Non è certo un caso che l’iter parlamentare della cosiddetta ‘autonomia differenziata’ sia stato a lungo blindato da chi aveva interesse a farlo, con la colpevole acquiescenza di chi avrebbe dovuto tutelare gli interessi del Sud e la complice copertura di media troppo distratti.

«Una delle astuzie della legge 42/2009 fu stabilire che le nuove regole non si applicassero alle cinque regioni a statuto speciale […] La 42 riconobbe, com’è ovvio dovendo attuare la Costituzione, la necessità di definire i Lep, i livelli essenziali delle prestazioni, ma saggiamente introdusse gli ‘obiettivi di servizio’ cui dovevano tendere le amministrazioni regionali e locali […] Obiettivi di servizio e Lep, però, non furono mai approvati […] La 42 conteneva una norma finale che nascondeva in sé il conflitto tra territori: “Dalla presente legge e da ciascuno dei decreti legislativi di cui all’art. 2 e all’art. 23 non devono derivare nuovi o maggiori oneri a carico della finanza pubblica”. Ogni volta che si assegnerà un euro a un Comune bisognerà togliere un euro a un altro Comune. E viceversa: ogni zero al Sud avrebbe portato maggiori risorse al Nord». [x]

Ecco come è stato attuato il citato principio del ‘gioco a somma zero’. Peccato però che le regioni meridionali, ancora una volta, ne usciranno con le ossa ancora più rotte, confermando nell’opinione comune il destino ‘cinico e baro’ del Mezzogiorno, alimentato peraltro dal “generico senso di colpa” di cui parla Esposito, col quale noi del Sud ormai da secoli continuiamo ad autoflagellarci. Eppure basterebbe trovare quanto meno il coraggio mostrato dall’agnello esopiano che, di fronte alle accuse del lupo, ha comunque cercato di controbattere coi fatti ad argomentazioni assurde e truffaldine. Ecco perché è sembrato particolarmente opportuno che a concludere il Convegno di Portici sia stato l’intervento di Antonio Lombardi – pedagogista e mediatore nei conflitti – su: “Educare alla pace: dalla colonizzazione mentale alle relazioni nonviolente”. Per dare una compiuta risposta all’interrogativo “Che fare?”, suscitato tra i partecipanti dai primi due relatori.

▸ **MATERIALE MOSTRATO**:
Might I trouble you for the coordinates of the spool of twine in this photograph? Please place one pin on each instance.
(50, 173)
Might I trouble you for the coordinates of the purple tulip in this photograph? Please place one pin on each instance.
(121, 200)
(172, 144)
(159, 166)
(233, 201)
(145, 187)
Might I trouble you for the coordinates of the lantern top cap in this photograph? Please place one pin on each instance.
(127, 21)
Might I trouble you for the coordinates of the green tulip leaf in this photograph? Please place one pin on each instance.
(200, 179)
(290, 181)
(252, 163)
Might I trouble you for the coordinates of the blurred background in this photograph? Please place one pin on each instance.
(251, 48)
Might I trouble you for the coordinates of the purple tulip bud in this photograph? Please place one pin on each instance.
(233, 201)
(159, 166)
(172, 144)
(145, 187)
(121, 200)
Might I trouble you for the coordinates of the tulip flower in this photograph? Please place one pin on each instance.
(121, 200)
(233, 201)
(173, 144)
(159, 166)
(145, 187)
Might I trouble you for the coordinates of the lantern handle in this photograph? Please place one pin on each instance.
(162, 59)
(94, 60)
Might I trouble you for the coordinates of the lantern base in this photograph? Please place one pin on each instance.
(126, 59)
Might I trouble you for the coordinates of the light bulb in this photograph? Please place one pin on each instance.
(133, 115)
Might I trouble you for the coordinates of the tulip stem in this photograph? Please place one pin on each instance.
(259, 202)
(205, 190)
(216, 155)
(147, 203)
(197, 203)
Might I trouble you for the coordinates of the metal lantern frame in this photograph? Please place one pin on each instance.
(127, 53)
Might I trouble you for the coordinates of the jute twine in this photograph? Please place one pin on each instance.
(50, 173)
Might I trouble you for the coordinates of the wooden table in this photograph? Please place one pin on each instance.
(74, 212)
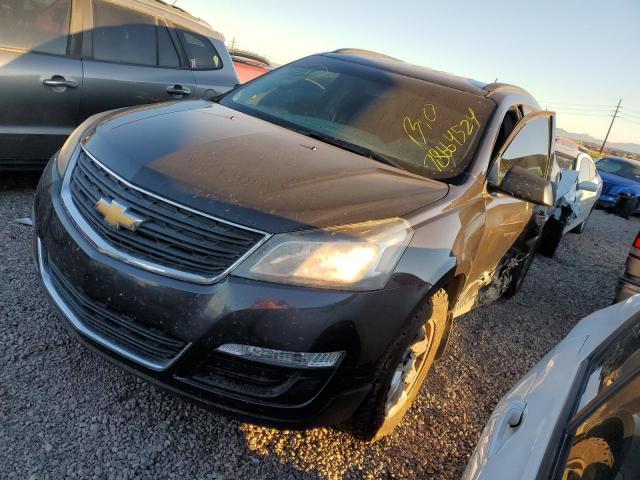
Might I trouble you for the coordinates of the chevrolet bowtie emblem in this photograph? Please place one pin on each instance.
(116, 214)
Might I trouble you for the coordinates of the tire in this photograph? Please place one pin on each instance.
(385, 406)
(551, 236)
(580, 228)
(519, 274)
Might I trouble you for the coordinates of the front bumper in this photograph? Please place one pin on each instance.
(612, 201)
(166, 330)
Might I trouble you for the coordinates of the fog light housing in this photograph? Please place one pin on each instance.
(283, 358)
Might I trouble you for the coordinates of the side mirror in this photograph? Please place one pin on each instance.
(588, 186)
(525, 185)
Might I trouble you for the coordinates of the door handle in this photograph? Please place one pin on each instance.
(59, 81)
(178, 90)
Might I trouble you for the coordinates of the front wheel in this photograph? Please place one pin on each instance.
(403, 371)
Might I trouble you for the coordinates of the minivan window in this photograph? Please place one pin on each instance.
(421, 127)
(202, 54)
(529, 149)
(619, 167)
(122, 35)
(41, 26)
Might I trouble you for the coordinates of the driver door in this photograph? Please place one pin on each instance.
(512, 223)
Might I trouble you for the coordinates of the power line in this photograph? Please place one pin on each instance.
(631, 120)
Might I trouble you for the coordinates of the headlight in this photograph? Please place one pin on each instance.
(352, 257)
(66, 152)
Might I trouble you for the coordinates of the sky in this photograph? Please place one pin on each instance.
(577, 58)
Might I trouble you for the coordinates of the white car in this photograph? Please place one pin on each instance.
(576, 414)
(578, 189)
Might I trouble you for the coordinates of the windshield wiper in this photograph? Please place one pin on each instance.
(352, 147)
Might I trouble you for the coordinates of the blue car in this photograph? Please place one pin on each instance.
(621, 178)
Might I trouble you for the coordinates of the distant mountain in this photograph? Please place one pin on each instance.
(585, 137)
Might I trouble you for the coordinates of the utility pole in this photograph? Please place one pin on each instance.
(609, 131)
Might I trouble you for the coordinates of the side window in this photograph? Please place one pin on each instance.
(529, 149)
(41, 26)
(201, 52)
(122, 35)
(167, 54)
(606, 445)
(585, 172)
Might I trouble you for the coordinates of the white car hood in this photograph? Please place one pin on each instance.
(505, 452)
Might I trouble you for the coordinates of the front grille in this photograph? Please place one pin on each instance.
(274, 384)
(126, 332)
(170, 235)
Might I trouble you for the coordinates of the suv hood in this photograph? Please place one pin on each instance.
(249, 171)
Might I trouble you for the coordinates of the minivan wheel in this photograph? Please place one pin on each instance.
(403, 371)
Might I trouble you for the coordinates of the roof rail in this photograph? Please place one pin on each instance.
(365, 53)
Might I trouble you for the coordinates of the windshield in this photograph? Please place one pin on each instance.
(619, 167)
(415, 125)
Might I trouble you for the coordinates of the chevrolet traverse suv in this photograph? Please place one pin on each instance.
(294, 252)
(62, 61)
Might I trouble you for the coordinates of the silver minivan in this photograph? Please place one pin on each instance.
(62, 61)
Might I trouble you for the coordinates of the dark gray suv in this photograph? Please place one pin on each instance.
(62, 61)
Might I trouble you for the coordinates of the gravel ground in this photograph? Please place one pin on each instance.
(66, 413)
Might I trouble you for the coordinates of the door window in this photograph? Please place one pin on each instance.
(592, 169)
(122, 35)
(529, 149)
(620, 357)
(201, 52)
(39, 26)
(606, 445)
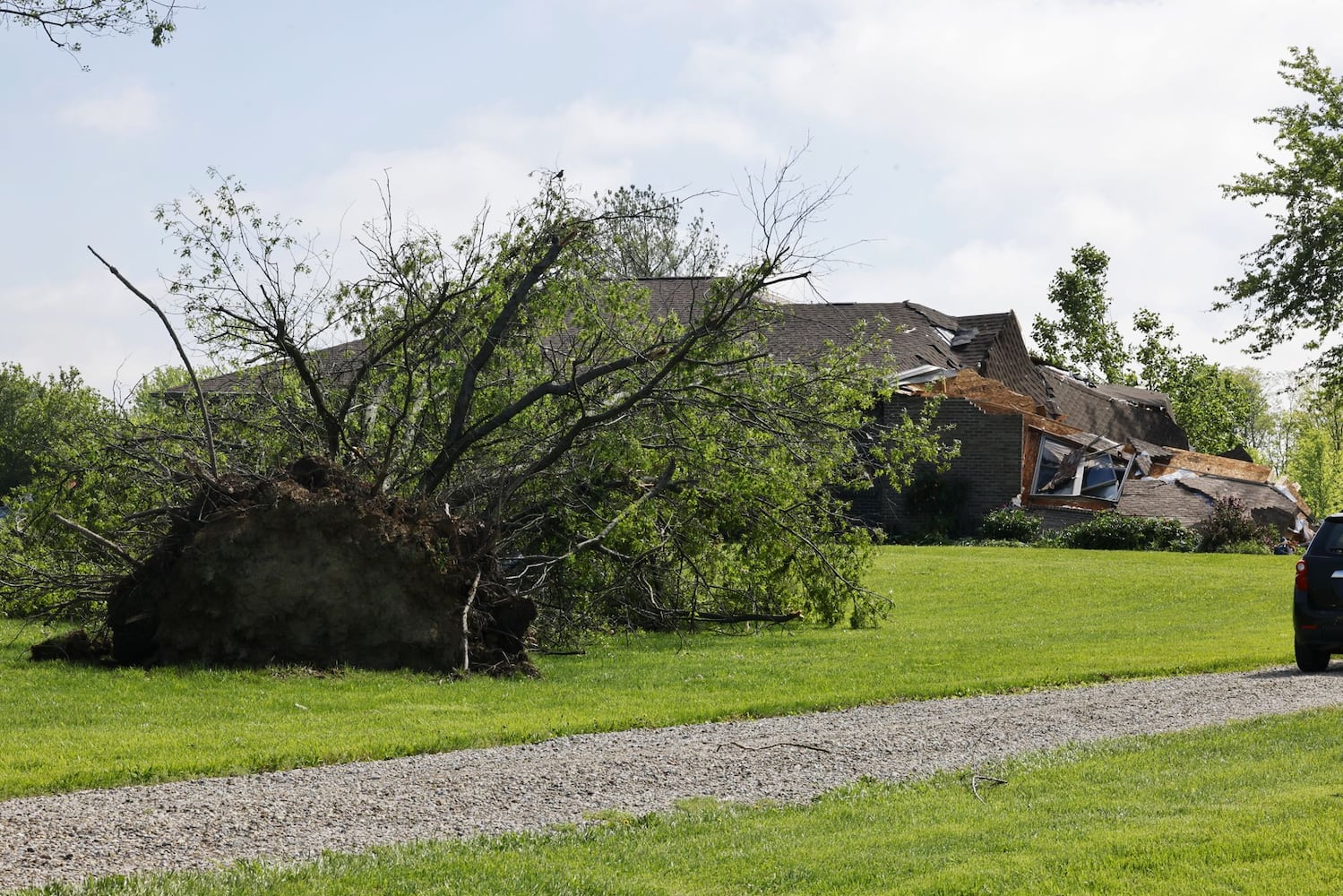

▸ **OBIETTIVO DICHIARATO**:
In base al testo fornito, spiega in una-tre frasi perché con la legge 42/2009 ogni euro assegnato a un Comune andava tolto a un altro. Rispondete basandovi unicamente sul testo fornito.

▸ **RISULTATO FINALE**:
La norma finale della legge stabiliva che né la legge né i decreti legislativi previsti agli articoli 2 e 23 dovessero comportare nuovi o maggiori oneri a carico della finanza pubblica. Non potendo aggiungere risorse, ogni somma data a un territorio doveva essere sottratta a un altro, secondo un gioco a somma zero.